**Passage for review**
○ ○ ○

Of course, there is not one primary reason why I decided to hike this insane distance. It built up over the years, but I´ll try from scratch/beginning.

 

It´s an absolute adventure.

 

I definitely remember my thoughts when I read the first blog post about the PCT. It was an inception. The thought of this adventure was thrilling, butterflies in my stomach. Even though I didn´t have any multi-day hiking experience by then. Of course, I camped a lot as a child and hiked a little bit. But that thought remained present in my head from that very second and literally was the reason why I started hiking/backpacking/multi-day hiking. The thought of maybe one day doing it remained present in my head – like a wonderful dream.

 

 

Lifestyle

Digging a little deeper, it was not only the “call of the wild” which cought me. I always loved nature and grew up being outside a lot. Thinking of hiking for months, definitely entails a romanticized idea of gaining a super close connection to nature. A second strong driver why this thought was so appealing. I know, that the hike will provide a real and honest nature experience in all its beauty and brutality, but I think my previous hikes prepared me well. I do remember soaking wet days in Scotland, and super strong winds in Sweden, -5°C and snow in Canada.

○ ○ ○

**Listed entries**
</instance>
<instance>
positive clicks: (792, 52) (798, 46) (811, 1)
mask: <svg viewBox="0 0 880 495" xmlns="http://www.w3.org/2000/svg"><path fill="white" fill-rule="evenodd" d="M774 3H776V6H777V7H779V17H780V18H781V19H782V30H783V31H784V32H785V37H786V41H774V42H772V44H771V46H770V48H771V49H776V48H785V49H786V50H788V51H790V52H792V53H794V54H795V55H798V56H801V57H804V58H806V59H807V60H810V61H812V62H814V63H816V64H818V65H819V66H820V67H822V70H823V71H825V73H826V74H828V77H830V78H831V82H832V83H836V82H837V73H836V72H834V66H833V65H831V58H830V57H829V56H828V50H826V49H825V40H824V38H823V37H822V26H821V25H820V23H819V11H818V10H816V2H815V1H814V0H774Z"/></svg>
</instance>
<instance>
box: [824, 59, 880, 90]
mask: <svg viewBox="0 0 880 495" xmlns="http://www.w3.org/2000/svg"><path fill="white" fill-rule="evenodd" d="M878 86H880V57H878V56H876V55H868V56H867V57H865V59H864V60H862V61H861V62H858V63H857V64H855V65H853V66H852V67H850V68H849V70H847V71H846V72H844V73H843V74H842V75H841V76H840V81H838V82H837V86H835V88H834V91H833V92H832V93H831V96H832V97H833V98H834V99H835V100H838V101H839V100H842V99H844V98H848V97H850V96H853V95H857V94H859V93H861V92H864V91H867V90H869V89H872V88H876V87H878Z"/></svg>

○ ○ ○

Using the passage about hiking the PCT, state whether each statement agrees with it. Give yes or no for each, with the deciding words from the passage quoted exactly. (a) The writer already had multi-day hiking experience upon reading the first blog post about the PCT. (b) The writer recalls temperatures of -5°C and snow in Canada. (c) The writer names a single primary reason for deciding to undertake the hike.

(a) No: "Even though I didn´t have any multi-day hiking experience by then."
(b) Yes: "-5°C and snow in Canada."
(c) No: "there is not one primary reason why I decided to hike this insane distance."